>> Start Records shown

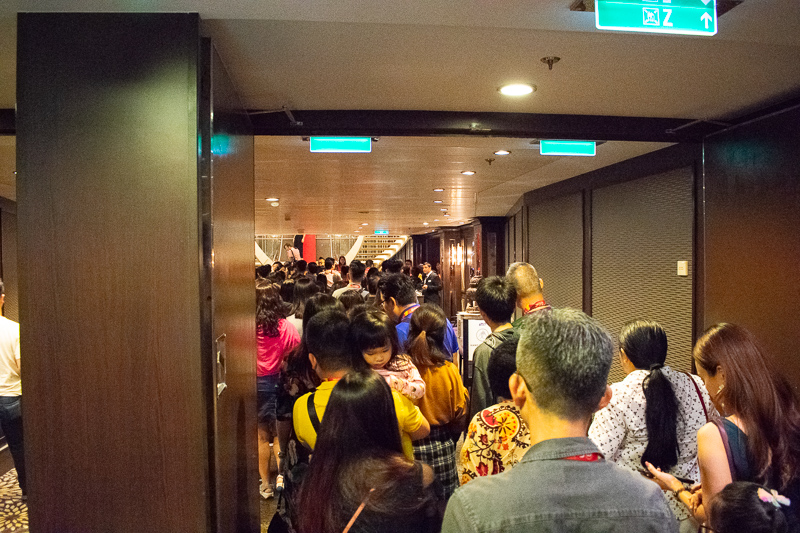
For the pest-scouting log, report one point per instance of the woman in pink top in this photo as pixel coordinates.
(276, 338)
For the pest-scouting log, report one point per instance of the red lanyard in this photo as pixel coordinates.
(586, 458)
(536, 305)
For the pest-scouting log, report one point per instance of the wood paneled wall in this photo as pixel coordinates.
(115, 411)
(752, 243)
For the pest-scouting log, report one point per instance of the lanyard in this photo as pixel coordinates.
(536, 305)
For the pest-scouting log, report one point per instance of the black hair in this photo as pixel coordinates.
(373, 329)
(357, 270)
(737, 508)
(304, 288)
(399, 287)
(322, 282)
(287, 291)
(350, 298)
(270, 308)
(502, 363)
(497, 298)
(325, 336)
(426, 334)
(358, 438)
(318, 303)
(645, 344)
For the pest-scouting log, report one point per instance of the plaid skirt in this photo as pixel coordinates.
(438, 450)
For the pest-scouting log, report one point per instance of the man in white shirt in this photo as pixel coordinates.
(292, 253)
(355, 275)
(11, 392)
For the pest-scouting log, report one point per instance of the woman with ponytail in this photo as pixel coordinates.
(444, 404)
(654, 413)
(759, 438)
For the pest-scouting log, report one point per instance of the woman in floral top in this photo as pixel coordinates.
(497, 437)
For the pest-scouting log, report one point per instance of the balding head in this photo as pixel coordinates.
(525, 280)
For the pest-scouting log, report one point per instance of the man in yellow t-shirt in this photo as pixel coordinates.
(331, 359)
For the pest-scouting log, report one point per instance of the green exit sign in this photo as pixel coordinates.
(686, 17)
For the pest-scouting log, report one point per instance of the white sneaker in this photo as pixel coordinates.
(266, 491)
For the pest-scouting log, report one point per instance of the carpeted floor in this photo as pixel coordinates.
(13, 511)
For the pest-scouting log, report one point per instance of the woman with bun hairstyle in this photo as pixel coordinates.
(745, 507)
(444, 404)
(759, 438)
(654, 413)
(359, 480)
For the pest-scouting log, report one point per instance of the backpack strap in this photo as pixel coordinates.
(312, 413)
(699, 394)
(726, 444)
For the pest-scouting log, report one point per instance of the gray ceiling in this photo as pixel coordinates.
(451, 55)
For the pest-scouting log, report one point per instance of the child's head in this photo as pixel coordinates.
(372, 333)
(745, 507)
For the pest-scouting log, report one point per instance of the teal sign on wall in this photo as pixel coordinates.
(686, 17)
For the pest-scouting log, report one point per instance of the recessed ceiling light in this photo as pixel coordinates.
(517, 89)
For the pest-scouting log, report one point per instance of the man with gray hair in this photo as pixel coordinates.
(529, 285)
(562, 483)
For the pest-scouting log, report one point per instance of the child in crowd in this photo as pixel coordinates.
(745, 507)
(445, 403)
(373, 334)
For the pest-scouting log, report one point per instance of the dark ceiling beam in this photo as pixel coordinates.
(526, 125)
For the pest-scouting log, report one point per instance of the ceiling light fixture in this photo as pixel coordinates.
(517, 89)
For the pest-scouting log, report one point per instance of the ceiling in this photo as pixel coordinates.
(451, 55)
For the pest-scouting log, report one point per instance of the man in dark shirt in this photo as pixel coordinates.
(562, 483)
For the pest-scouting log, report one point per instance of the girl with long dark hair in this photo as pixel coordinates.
(759, 438)
(444, 404)
(276, 338)
(358, 476)
(654, 413)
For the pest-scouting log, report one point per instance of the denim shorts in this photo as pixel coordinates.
(267, 400)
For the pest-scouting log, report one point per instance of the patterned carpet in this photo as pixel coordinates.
(13, 511)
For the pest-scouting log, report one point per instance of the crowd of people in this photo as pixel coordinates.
(361, 402)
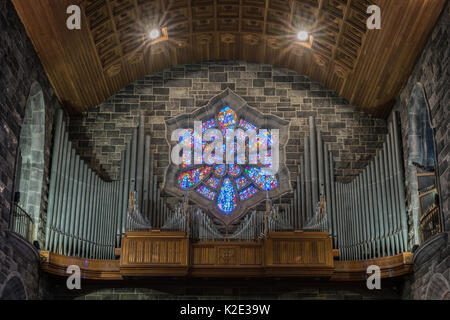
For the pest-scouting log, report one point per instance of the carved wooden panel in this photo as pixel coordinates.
(151, 253)
(295, 250)
(229, 254)
(283, 254)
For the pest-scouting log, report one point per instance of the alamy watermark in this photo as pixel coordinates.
(263, 147)
(374, 280)
(74, 280)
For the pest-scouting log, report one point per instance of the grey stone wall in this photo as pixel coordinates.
(100, 134)
(433, 71)
(20, 68)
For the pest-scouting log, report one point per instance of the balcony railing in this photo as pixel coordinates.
(22, 223)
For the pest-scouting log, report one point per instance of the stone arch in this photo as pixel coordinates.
(13, 288)
(31, 159)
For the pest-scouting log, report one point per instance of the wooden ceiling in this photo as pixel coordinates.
(367, 67)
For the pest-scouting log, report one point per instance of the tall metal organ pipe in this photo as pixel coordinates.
(366, 217)
(87, 216)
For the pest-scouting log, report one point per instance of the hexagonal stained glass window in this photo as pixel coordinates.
(228, 190)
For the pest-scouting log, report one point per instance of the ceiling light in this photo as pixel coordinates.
(303, 36)
(155, 34)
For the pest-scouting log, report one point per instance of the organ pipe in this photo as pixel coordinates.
(87, 215)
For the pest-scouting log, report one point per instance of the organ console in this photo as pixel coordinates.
(88, 217)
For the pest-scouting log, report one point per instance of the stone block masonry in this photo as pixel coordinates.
(20, 68)
(432, 260)
(353, 136)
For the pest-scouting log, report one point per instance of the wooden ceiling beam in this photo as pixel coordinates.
(86, 66)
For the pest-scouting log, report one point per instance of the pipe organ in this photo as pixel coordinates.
(88, 217)
(371, 210)
(367, 217)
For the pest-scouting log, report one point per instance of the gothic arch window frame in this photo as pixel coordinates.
(228, 99)
(417, 145)
(31, 152)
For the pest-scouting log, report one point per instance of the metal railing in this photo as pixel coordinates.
(22, 223)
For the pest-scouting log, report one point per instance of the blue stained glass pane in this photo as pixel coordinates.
(220, 170)
(227, 118)
(208, 124)
(241, 182)
(247, 193)
(213, 182)
(227, 200)
(206, 192)
(247, 125)
(234, 170)
(263, 181)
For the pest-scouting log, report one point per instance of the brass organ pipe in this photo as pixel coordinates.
(328, 193)
(126, 188)
(85, 212)
(353, 221)
(145, 198)
(303, 185)
(376, 209)
(101, 221)
(54, 176)
(158, 208)
(154, 206)
(140, 165)
(70, 201)
(365, 193)
(63, 188)
(313, 159)
(346, 222)
(394, 192)
(320, 164)
(400, 181)
(87, 228)
(338, 215)
(150, 190)
(307, 166)
(91, 219)
(380, 206)
(299, 202)
(105, 218)
(116, 214)
(367, 246)
(333, 198)
(388, 190)
(384, 202)
(75, 203)
(111, 215)
(294, 220)
(133, 161)
(66, 198)
(361, 214)
(60, 191)
(120, 206)
(83, 201)
(94, 221)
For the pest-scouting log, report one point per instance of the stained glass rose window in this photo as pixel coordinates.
(228, 189)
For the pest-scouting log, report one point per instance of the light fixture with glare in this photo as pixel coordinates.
(303, 36)
(155, 34)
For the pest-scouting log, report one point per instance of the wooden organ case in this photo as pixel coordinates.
(314, 236)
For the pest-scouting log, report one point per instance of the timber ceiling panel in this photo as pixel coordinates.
(367, 67)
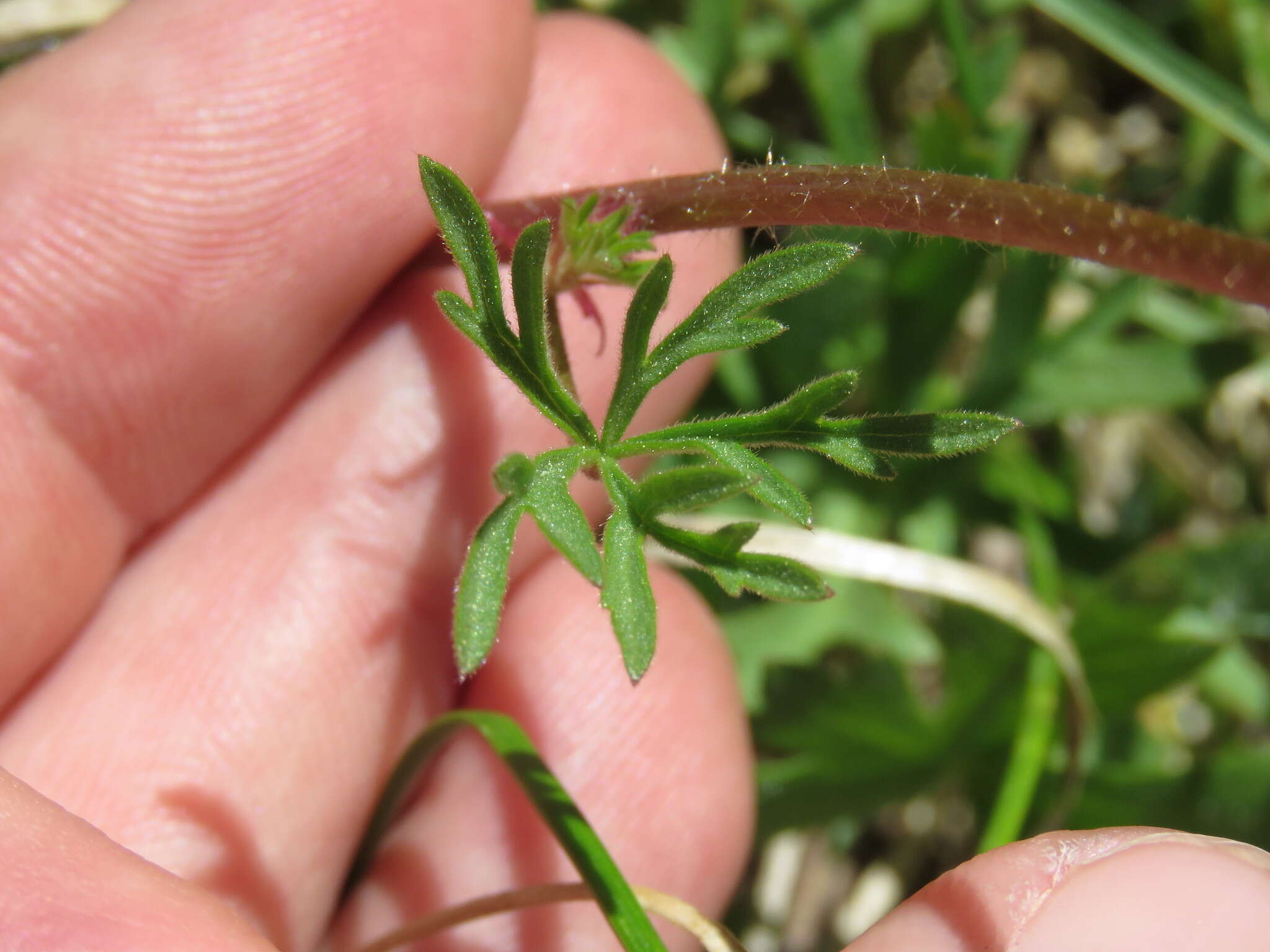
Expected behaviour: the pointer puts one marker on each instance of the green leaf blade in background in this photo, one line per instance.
(1135, 46)
(614, 895)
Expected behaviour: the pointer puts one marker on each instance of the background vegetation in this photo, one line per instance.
(1134, 501)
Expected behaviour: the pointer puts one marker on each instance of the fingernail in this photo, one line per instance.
(1158, 890)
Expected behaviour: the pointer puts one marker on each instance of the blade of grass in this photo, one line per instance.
(1028, 753)
(900, 566)
(711, 936)
(616, 899)
(1143, 51)
(969, 76)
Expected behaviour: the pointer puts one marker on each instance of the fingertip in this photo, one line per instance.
(1113, 889)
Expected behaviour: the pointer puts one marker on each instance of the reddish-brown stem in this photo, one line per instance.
(936, 203)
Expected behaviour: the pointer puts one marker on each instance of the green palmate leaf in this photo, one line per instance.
(626, 592)
(949, 433)
(483, 586)
(718, 552)
(722, 322)
(616, 899)
(689, 488)
(766, 484)
(646, 305)
(721, 555)
(466, 234)
(557, 513)
(855, 442)
(528, 259)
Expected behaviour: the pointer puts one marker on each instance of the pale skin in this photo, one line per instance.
(239, 457)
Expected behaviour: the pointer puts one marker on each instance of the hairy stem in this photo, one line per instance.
(936, 203)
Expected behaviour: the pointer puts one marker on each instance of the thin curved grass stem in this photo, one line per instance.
(713, 937)
(935, 203)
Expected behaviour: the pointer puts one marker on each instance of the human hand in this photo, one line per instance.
(242, 461)
(241, 464)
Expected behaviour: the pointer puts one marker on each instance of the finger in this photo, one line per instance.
(196, 200)
(68, 886)
(660, 770)
(294, 625)
(1114, 889)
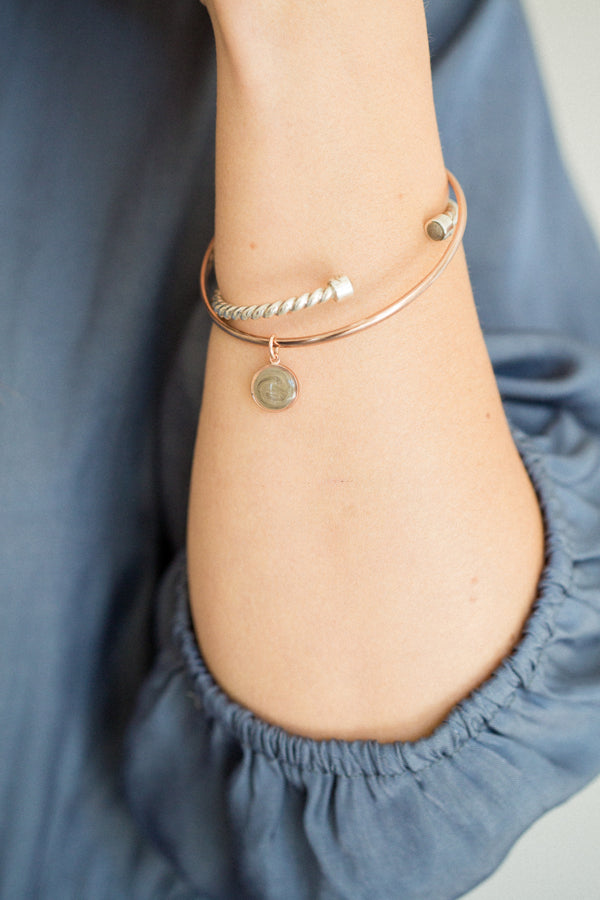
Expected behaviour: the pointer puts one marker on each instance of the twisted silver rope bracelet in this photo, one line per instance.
(337, 289)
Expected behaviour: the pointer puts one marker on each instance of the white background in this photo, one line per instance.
(559, 858)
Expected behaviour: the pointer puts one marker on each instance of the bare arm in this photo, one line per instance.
(360, 562)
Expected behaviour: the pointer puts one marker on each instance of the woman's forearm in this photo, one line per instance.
(361, 561)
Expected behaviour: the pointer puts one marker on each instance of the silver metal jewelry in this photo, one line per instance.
(441, 227)
(337, 289)
(274, 386)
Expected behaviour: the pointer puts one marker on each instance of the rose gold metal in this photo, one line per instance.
(361, 324)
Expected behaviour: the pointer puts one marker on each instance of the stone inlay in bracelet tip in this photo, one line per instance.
(275, 387)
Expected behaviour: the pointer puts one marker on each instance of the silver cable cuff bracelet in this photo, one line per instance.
(440, 228)
(336, 289)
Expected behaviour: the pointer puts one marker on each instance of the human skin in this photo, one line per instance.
(360, 562)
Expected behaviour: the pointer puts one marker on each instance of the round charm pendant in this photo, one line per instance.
(274, 387)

>> End Records shown

Problem requirements
Only the lines from the one containing "the stone inlay" to the end of the listing belong in the output, each reproduced exactly.

Completed task
Expected behaviour: the pointer puts one marker on each instance of the stone inlay in bracelet tip in this photo, one line per instance.
(275, 387)
Expected behaviour: the pointer puts one marker on each instance of the silver cable cuff bracelet in this photo, one line per instance.
(440, 228)
(336, 289)
Expected behaviour: the pointer puts one marker on each instance of the human skin in this photo, one line per instance.
(360, 562)
Expected behaviour: the pointer puts one marker on each instance of the round charm pendant in this photo, one line per instance.
(274, 387)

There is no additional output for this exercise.